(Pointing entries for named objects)
· · · · ·

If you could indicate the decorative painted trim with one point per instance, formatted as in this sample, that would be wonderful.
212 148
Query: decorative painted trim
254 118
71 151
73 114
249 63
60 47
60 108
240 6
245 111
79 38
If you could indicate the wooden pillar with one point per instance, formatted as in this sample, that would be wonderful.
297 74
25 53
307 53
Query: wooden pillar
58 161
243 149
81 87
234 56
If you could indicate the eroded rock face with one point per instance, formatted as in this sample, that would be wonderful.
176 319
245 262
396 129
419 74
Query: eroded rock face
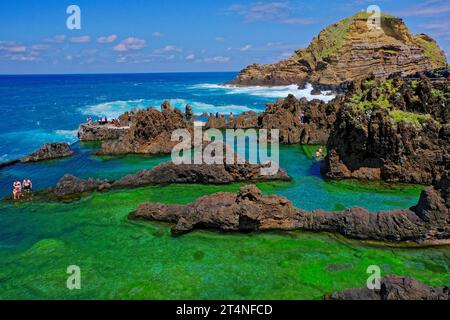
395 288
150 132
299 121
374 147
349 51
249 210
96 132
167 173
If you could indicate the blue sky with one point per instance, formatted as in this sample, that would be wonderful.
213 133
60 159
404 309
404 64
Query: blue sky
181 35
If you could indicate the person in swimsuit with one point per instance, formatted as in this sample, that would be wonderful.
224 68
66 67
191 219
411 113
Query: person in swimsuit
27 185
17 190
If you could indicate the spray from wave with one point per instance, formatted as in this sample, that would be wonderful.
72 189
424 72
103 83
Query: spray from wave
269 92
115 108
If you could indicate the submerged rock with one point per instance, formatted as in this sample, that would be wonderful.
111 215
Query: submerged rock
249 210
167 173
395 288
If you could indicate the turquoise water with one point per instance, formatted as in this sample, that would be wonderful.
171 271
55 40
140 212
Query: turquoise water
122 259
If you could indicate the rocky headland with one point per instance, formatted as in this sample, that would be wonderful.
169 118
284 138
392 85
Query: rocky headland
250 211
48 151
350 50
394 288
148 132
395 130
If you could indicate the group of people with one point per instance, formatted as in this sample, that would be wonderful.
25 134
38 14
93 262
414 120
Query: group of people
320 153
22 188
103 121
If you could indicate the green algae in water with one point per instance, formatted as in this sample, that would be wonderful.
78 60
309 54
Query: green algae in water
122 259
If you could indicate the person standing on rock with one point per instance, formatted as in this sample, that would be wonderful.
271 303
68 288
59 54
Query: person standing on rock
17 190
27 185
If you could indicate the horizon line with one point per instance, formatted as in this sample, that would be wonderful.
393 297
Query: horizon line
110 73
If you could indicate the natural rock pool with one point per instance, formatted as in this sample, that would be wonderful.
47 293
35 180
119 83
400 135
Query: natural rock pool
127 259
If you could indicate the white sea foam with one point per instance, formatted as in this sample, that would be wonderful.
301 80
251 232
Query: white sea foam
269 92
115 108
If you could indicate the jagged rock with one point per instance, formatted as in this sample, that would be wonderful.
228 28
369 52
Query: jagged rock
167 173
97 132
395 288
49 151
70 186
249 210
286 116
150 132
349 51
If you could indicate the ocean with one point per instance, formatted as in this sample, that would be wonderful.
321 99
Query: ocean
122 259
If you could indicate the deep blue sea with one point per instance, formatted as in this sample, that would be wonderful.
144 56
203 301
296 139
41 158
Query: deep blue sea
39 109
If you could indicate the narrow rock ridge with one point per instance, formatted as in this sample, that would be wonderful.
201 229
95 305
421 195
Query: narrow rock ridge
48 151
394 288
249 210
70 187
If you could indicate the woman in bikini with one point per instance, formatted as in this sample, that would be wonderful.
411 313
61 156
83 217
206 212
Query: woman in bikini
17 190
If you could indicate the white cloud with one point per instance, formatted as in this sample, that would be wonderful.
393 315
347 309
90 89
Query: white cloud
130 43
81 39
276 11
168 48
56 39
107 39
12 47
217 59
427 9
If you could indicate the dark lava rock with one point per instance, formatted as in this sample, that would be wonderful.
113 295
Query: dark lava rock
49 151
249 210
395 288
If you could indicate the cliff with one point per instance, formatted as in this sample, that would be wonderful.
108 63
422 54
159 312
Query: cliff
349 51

· · · · ·

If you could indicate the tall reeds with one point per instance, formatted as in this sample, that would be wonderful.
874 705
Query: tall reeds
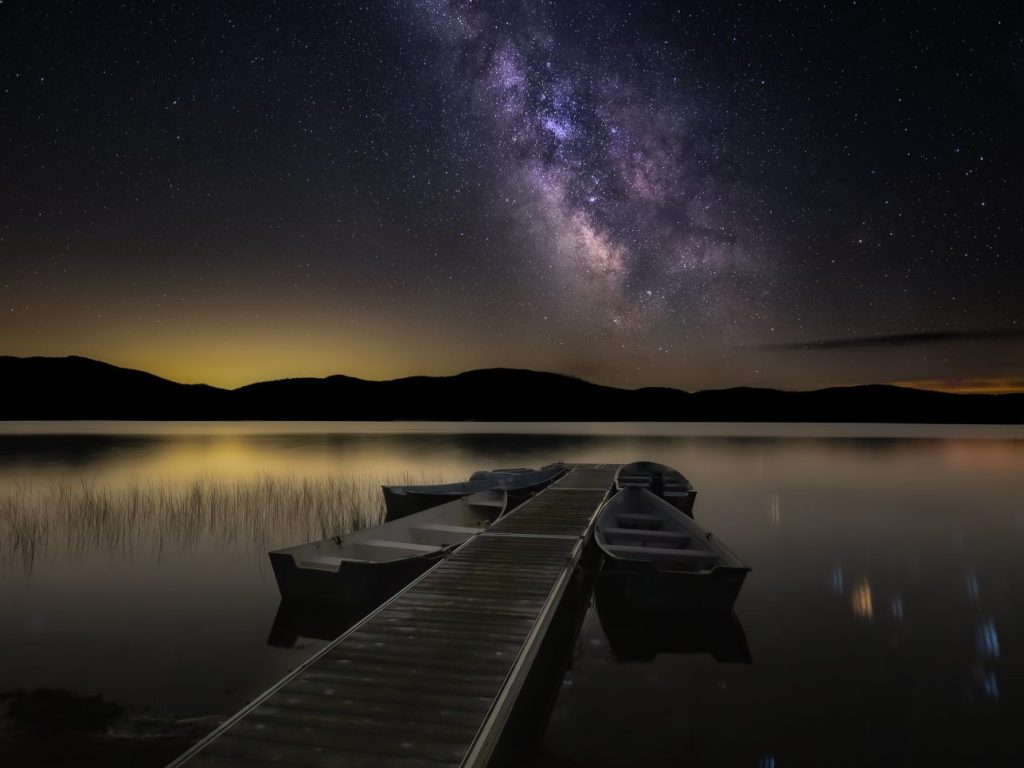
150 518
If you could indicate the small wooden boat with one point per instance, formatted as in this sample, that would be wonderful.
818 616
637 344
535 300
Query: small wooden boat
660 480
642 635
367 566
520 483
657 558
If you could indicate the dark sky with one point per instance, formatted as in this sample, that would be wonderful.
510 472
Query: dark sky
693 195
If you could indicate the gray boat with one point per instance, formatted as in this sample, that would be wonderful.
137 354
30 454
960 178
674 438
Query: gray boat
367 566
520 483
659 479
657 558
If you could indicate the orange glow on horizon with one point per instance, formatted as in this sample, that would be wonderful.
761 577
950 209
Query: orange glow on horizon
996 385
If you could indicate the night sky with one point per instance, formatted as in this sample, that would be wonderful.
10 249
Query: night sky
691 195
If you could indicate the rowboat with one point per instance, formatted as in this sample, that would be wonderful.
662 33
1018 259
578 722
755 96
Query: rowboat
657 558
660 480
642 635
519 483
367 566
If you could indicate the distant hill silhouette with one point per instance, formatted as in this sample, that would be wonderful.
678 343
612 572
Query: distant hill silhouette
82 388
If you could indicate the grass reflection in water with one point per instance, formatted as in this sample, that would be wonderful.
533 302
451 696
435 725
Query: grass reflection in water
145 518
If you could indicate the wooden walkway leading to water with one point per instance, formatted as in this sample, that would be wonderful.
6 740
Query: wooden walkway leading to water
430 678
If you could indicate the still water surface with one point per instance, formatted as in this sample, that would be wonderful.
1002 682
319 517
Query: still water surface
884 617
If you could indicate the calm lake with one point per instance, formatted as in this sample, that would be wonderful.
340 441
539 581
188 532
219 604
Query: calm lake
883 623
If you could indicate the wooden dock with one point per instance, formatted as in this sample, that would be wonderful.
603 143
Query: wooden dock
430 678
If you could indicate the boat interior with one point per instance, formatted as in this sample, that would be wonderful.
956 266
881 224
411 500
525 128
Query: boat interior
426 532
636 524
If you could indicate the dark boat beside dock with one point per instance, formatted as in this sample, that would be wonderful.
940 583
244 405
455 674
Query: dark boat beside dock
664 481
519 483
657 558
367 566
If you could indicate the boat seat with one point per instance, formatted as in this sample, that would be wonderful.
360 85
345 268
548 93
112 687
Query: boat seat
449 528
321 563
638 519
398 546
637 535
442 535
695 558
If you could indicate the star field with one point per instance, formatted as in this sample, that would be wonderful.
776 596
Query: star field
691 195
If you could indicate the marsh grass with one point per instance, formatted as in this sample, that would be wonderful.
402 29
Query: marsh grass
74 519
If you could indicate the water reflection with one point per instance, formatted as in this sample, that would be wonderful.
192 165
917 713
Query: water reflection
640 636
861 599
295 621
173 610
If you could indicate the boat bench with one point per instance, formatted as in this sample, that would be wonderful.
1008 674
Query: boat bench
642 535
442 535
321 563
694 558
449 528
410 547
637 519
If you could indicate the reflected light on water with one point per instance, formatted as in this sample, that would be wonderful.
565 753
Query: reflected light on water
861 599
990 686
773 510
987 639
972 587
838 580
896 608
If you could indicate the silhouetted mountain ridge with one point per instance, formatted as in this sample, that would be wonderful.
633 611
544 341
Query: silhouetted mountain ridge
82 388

· · · · ·

## Problem to work on:
Locate each line above that contains the word "white", and copy every such line in full.

## Exercise result:
If you could indicate the white sea foam with one point per instance, formatted as in this sample, that would be wonderful.
Query: white sea foam
If you could indicate the white cloud with one point per instance, formatted as in this sample, that would be wonderful.
Query: white cloud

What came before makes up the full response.